**Brief:**
Below are records to transcribe exactly, without their pictures.

*** Opening of Listed entries ***

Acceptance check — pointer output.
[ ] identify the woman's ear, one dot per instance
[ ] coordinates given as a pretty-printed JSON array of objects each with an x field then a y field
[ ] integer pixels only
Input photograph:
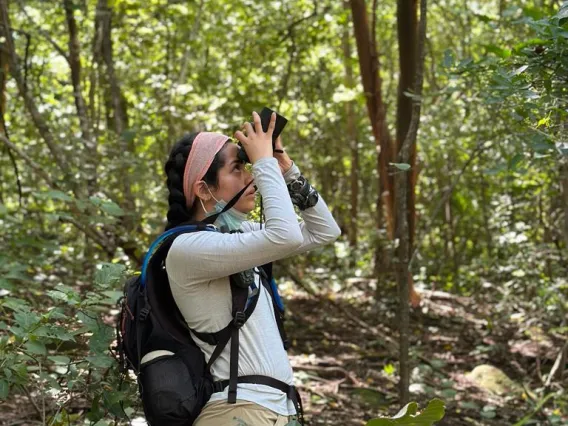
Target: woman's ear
[{"x": 201, "y": 191}]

*** Close of Listed entries ***

**Output for this exercise:**
Acceptance check — pointer output.
[ ] identify the woman's ear, one dot per instance
[ ] coordinates given as a pretty-printed JSON array of objects each with an x field then a y field
[ ] integer pixels only
Input photograph:
Target: woman's ear
[{"x": 201, "y": 191}]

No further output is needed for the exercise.